**WHAT THE EXERCISE ASKS**. Reproduce each of the records below line for line, with no changes to any wording or number.

**INFORMATION SHOWN**.
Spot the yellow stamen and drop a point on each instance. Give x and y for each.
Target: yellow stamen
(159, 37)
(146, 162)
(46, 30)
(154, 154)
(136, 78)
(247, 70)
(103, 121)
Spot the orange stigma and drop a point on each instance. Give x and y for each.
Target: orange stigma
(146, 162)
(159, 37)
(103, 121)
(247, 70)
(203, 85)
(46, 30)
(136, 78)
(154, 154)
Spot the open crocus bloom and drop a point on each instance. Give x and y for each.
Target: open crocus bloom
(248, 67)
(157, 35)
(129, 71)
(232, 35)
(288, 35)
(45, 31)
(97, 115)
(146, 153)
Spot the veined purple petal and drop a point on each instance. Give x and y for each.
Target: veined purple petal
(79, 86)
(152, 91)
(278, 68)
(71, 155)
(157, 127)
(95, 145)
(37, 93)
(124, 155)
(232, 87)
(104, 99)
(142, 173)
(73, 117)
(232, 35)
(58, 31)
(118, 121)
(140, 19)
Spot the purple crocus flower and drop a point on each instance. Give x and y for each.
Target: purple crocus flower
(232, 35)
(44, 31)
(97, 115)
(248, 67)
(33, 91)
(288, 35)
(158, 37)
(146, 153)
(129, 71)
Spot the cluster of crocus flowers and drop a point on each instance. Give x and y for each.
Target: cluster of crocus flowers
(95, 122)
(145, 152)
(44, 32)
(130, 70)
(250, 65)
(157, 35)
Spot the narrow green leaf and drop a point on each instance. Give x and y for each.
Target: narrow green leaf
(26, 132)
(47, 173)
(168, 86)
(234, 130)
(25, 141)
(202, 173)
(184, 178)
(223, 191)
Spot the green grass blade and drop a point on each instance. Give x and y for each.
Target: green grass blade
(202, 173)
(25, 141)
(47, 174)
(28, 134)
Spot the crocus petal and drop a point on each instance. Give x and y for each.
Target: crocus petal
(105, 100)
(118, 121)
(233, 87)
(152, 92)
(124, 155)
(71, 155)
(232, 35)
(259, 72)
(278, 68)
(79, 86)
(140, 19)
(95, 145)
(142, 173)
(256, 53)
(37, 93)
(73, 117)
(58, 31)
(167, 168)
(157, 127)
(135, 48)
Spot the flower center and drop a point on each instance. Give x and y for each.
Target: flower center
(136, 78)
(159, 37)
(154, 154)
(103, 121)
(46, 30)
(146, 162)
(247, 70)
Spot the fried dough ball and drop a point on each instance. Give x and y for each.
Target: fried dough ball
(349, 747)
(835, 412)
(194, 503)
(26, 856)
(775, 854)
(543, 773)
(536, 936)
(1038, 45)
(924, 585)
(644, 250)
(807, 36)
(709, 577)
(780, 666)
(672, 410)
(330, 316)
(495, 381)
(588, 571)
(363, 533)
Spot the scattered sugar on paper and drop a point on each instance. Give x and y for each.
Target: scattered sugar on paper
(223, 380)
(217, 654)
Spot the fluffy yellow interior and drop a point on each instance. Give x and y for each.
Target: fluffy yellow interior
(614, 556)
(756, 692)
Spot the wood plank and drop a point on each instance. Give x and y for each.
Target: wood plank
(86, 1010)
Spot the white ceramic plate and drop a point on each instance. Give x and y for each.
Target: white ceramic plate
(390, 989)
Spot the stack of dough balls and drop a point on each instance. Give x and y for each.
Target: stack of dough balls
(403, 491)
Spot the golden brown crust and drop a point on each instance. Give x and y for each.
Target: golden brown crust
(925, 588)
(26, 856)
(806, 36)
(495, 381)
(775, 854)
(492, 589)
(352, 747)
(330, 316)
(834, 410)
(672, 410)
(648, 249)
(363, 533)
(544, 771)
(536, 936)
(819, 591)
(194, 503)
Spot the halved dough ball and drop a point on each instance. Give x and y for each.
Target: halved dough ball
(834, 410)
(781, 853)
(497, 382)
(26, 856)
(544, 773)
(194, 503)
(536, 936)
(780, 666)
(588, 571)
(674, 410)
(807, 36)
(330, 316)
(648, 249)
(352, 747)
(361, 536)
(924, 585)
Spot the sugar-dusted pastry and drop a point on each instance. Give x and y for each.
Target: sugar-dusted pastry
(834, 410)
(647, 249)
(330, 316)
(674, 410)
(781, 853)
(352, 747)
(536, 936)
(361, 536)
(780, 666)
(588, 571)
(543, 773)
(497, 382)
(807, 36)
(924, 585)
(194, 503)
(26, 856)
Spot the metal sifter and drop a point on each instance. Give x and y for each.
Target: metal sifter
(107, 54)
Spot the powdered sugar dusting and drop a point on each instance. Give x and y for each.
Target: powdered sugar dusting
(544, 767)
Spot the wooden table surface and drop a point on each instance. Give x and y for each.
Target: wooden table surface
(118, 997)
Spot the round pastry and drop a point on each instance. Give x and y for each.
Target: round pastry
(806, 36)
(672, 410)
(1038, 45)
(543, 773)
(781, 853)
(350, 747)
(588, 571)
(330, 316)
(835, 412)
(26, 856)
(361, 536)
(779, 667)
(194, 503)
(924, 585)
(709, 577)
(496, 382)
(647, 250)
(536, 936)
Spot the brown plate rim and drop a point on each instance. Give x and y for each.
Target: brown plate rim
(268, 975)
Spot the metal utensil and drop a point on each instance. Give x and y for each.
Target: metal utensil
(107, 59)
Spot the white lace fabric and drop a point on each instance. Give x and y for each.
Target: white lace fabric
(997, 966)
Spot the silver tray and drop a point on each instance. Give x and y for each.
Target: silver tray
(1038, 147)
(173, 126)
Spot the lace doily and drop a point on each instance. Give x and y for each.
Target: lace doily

**RESULT**.
Spot the yellow stamen and drop a point on each instance. Give x and y for each.
Target: yellow stamen
(159, 37)
(146, 162)
(46, 30)
(154, 154)
(136, 78)
(247, 70)
(103, 121)
Spot the orange stigma and drop a point on each instance. Give x and y for each.
Target: orange stigma
(146, 162)
(159, 37)
(103, 121)
(247, 70)
(203, 85)
(46, 30)
(136, 78)
(154, 154)
Spot the open crocus bloom and drop a point on each instance. Give x and y for each.
Target: open crocus bloom
(248, 67)
(157, 35)
(129, 71)
(232, 35)
(288, 35)
(45, 31)
(97, 115)
(146, 153)
Spot the veined purple petal and drop a point on each instance. Give x and y for each.
Target: veined purple petal
(79, 86)
(152, 91)
(278, 68)
(71, 155)
(157, 127)
(95, 145)
(37, 93)
(124, 155)
(232, 87)
(104, 99)
(142, 173)
(73, 117)
(232, 35)
(58, 31)
(118, 121)
(140, 19)
Spot the purple crocus flower and drop a point on each instance. Give x and y for each.
Target: purple crocus flower
(232, 35)
(44, 31)
(97, 115)
(248, 67)
(33, 91)
(288, 35)
(158, 37)
(146, 153)
(129, 71)
Spot the cluster of crocus flowers and drop a point on each instance. Give x and y for each.
Target: cluster of crocus flowers
(95, 122)
(145, 152)
(44, 32)
(130, 70)
(250, 65)
(157, 35)
Spot the narrow green leaf and drop a point on each instance. Give x and y for each.
Target: narrow green leaf
(26, 132)
(47, 173)
(168, 86)
(234, 130)
(25, 141)
(202, 173)
(184, 178)
(223, 191)
Spot the green grass blade and drop a point on each instance. Give x and y for each.
Target: green grass blade
(202, 173)
(25, 141)
(47, 174)
(28, 134)
Spot the crocus petal and drop a point on each instance. Give x and y for each.
Target: crocus petal
(105, 100)
(118, 121)
(233, 87)
(152, 92)
(124, 155)
(71, 155)
(232, 35)
(259, 72)
(278, 68)
(79, 86)
(140, 19)
(95, 145)
(142, 173)
(256, 53)
(37, 93)
(73, 117)
(58, 31)
(167, 168)
(157, 127)
(135, 48)
Spot the flower center and drop a point on each instance. Give x and y for each.
Target: flower center
(136, 78)
(159, 37)
(154, 154)
(103, 121)
(46, 30)
(146, 162)
(247, 70)
Spot the fried dough ball and drop a point on each instance. Give x and y for each.
Target: fried dough ball
(349, 747)
(835, 412)
(194, 503)
(26, 856)
(775, 854)
(543, 773)
(536, 936)
(1038, 45)
(924, 585)
(644, 250)
(807, 36)
(709, 577)
(780, 666)
(672, 410)
(330, 316)
(495, 381)
(588, 571)
(363, 533)
Spot the scattered sugar on paper and drop a point on each instance. Give x and y for each.
Target: scattered sugar on paper
(223, 380)
(217, 654)
Spot the fluffy yellow interior and drop a point on each instance. Give x and y for each.
Target: fluffy yellow interior
(614, 556)
(756, 692)
Spot the wood plank and drop a point on each instance. Give x and y for each.
Target: wood plank
(86, 1010)
Spot the white ceramic plate and drop a point on each instance. Give x and y for each.
Target: white ceramic plate
(390, 989)
Spot the stack of dough balls and drop a point on each instance. Give x and y for each.
Target: stack of dough balls
(403, 491)
Spot the golden brown crust and drop a point on each instance. Give x and y for each.
Target: golden brown crust
(925, 588)
(26, 856)
(806, 36)
(495, 381)
(775, 854)
(492, 589)
(352, 747)
(330, 316)
(834, 410)
(672, 410)
(648, 249)
(363, 533)
(544, 771)
(536, 936)
(819, 591)
(194, 503)
Spot the halved dough ball and drop a point on each instance. Give x and y for each.
Target: halved dough ball
(834, 410)
(781, 853)
(497, 382)
(26, 856)
(544, 773)
(194, 503)
(536, 936)
(780, 666)
(588, 571)
(674, 410)
(807, 36)
(330, 316)
(648, 249)
(352, 747)
(361, 536)
(924, 585)
Spot the sugar-dusted pastry and drop a point on each instance. Give x and y for each.
Target: sugar-dusted pastry
(834, 410)
(647, 249)
(330, 316)
(674, 410)
(781, 853)
(352, 747)
(536, 936)
(361, 536)
(780, 666)
(588, 571)
(543, 773)
(497, 382)
(807, 36)
(924, 585)
(194, 503)
(26, 856)
Spot the metal sifter and drop a point on each instance. Give x and y for each.
Target: metal sifter
(107, 54)
Spot the powdered sugar dusting and drop a point on each instance. Give x and y for each.
Target: powdered sugar dusting
(544, 767)
Spot the wooden table surface and drop a point on each instance. Give x and y for each.
Target: wooden table surface
(118, 997)
Spot the round pastry and drop a point on each instance. Give x and y for each.
Target: round pastry
(806, 36)
(672, 410)
(1038, 45)
(543, 773)
(781, 853)
(350, 747)
(588, 571)
(330, 316)
(835, 412)
(26, 856)
(361, 536)
(779, 667)
(194, 503)
(924, 585)
(709, 577)
(496, 382)
(647, 250)
(536, 936)
Spot the brown plate rim and drop a point on each instance. Give x and y for each.
Target: brown plate rim
(268, 975)
Spot the metal utensil and drop a point on each instance. Give x and y for each.
Target: metal utensil
(107, 59)
Spot the white lace fabric and drop a point on each instance. Give x and y for each.
Target: white lace fabric
(997, 966)
Spot the silver tray and drop a point on each instance. Give x and y for each.
Target: silver tray
(1038, 147)
(173, 126)
Spot the lace doily and drop a point on each instance. Give x and y for each.
Target: lace doily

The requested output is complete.